↓

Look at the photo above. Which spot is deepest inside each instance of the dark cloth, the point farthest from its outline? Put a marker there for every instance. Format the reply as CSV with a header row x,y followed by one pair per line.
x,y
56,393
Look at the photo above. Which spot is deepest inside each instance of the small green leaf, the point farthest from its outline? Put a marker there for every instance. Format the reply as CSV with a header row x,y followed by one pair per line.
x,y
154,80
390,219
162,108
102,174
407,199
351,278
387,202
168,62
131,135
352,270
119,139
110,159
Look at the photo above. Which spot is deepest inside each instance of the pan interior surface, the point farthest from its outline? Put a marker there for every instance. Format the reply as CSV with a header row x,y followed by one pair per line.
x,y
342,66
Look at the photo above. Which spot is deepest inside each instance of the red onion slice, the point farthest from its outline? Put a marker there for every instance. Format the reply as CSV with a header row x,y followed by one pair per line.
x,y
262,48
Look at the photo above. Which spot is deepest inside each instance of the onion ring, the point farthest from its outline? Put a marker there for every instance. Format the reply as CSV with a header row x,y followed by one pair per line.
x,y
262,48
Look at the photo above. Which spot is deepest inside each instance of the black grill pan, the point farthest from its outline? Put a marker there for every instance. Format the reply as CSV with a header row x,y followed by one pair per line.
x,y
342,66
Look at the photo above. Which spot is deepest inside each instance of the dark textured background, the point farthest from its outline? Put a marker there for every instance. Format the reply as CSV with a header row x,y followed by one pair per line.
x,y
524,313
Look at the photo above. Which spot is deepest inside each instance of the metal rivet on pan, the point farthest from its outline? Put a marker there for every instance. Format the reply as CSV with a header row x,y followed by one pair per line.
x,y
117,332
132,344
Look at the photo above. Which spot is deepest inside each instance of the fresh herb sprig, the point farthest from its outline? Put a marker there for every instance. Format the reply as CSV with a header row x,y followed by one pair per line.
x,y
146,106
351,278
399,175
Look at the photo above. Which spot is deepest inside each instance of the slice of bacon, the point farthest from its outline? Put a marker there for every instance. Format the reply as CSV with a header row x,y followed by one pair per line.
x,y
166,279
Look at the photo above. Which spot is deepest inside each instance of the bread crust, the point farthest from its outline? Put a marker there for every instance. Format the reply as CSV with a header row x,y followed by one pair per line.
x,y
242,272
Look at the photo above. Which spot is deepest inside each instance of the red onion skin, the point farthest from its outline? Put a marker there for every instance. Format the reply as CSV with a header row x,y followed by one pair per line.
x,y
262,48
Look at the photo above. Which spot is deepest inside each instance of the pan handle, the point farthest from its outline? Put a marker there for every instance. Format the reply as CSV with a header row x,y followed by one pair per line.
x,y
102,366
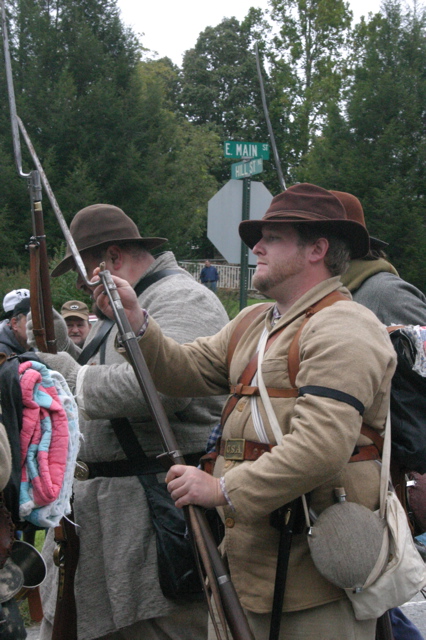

↑

**WHAT YOU HAVE TO DO**
Report every line in the items above that contains the string "slice", copying each such line in full. Case counts, so match only that capitalization.

**SOLUTION**
Look at the photo above. Which spot is deepest inside each instance of the red onion slice, the point farthest from its outline? Put a marker there for every instance. Format the reply as CSV with a header row x,y followed by one pair per line.
Look at the photo above. Which spot is deepest inside each instance of the slice of bacon, the point farthest from its outline? Put a marker there for every instance. Format the reply as CSV with a header row x,y followed by one pair per line.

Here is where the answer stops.